Dipping Our Toes Into CBE Waters with a Learning Technology and Leadership Innovation Graduate Certificate

Concurrent Session 3

Session Materials

Brief Abstract

Struggling to create a competency-based program? In this session we will take you through the steps used by a university new to competency-based education to design a Learning Technology, Leadership, and Innovation graduate certificate within the constraints of accreditation requirements and will describe the importance of partnerships between academic units. 


Glori Hinck DC, EdD is an instructional designer/technologist for the University of St. Thomas E-Learning and Research Center (STELAR) in Minneapolis, MN. This role involves online and blended course design and development as well as faculty development and support related to academic technologies and online learning. Glori earned an MET and EdD in educational technology and a certificate in online teaching through Boise State University and a certificate in instructional technology from the College of St. Scholastica. For her doctoral dissertation she studied quality assurance in online MBA programs. Glori has over a decade of teaching experience, both online and face-to-face, and has created and taught a wide variety of courses from physiology and chiropractic technique to social media professionalism and online course design. Glori is also professional development faculty for OLC.
C. Candace Chou is a professor of Learning Technologies at the Department of Educational Leadership at the University of St. Thomas in Minnesota. She was a Senior Fulbright Scholar (2015-16) conducting research on digital equity in education in Taiwan. Her main research interests include digital equity, instructional strategies of online learning, pedagogy of emerging technologies, and mobile learning. Her recent publications examined the effectiveness of iPad in K-12 classrooms and digital badges for online contribution in higher education.

Extended Abstract

Struggling to create a competency-based course or program? In this session, we will take you through the steps used by a university new to competency-based education (CBE) as we designed a Learning Technology, Leadership, and Innovation graduate certificate comprised of four courses. In this session, the participants will learn to: 

  • Evaluate the applicability of a novel model of CBE for their own institution.

• [PROMPT A]: Can you quote everything in the session abstract from "Extended Abstract" down to "their own institution.", word for word?

Records from a collection:
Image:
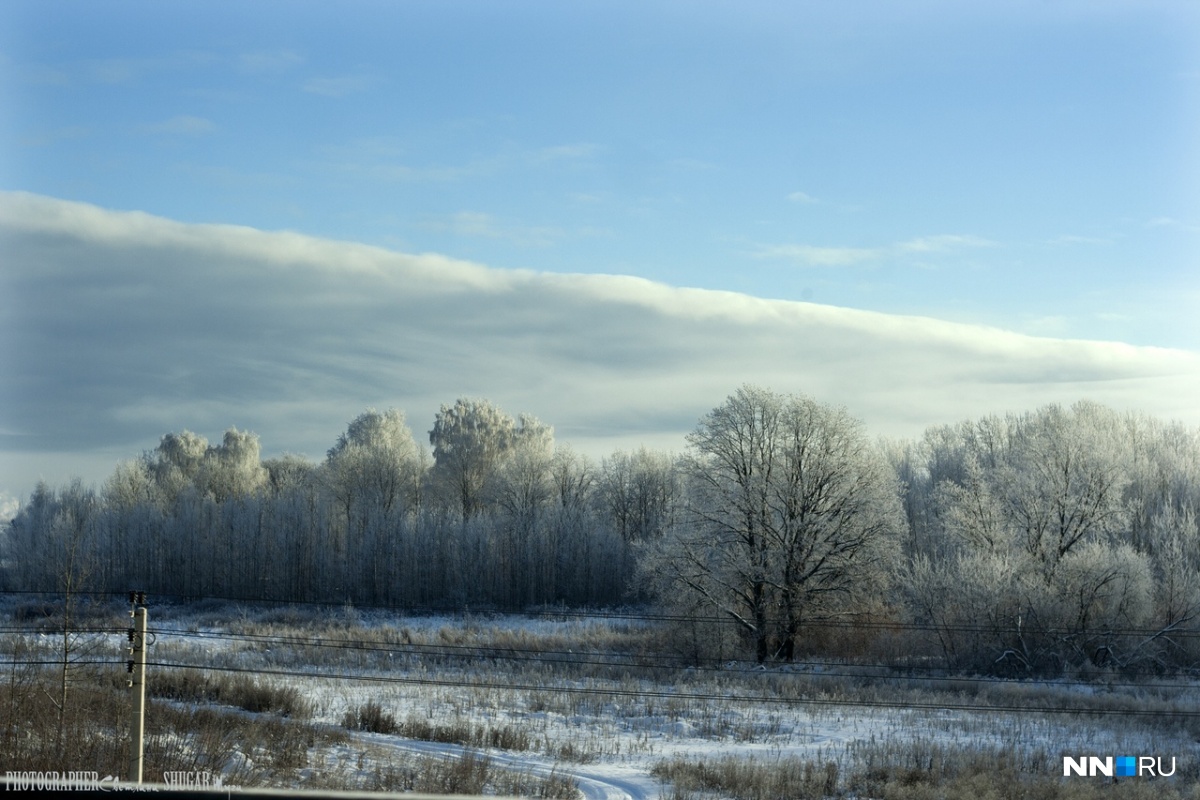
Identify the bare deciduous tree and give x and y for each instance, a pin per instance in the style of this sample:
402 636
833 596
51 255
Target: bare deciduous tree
791 512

• [PROMPT B]: Would you print all the records above line for line, without the pictures?

• [FULL ANSWER A]:
Extended Abstract

Struggling to create a competency-based course or program? In this session, we will take you through the steps used by a university new to competency-based education (CBE) as we designed a Learning Technology, Leadership, and Innovation graduate certificate comprised of four courses. In this session, the participants will learn to: 

  • Evaluate the applicability of a novel model of CBE for their own institution.

• [FULL ANSWER B]:
Image:
Identify the bare deciduous tree and give x and y for each instance, a pin per instance in the style of this sample:
402 636
833 596
51 255
Target: bare deciduous tree
791 512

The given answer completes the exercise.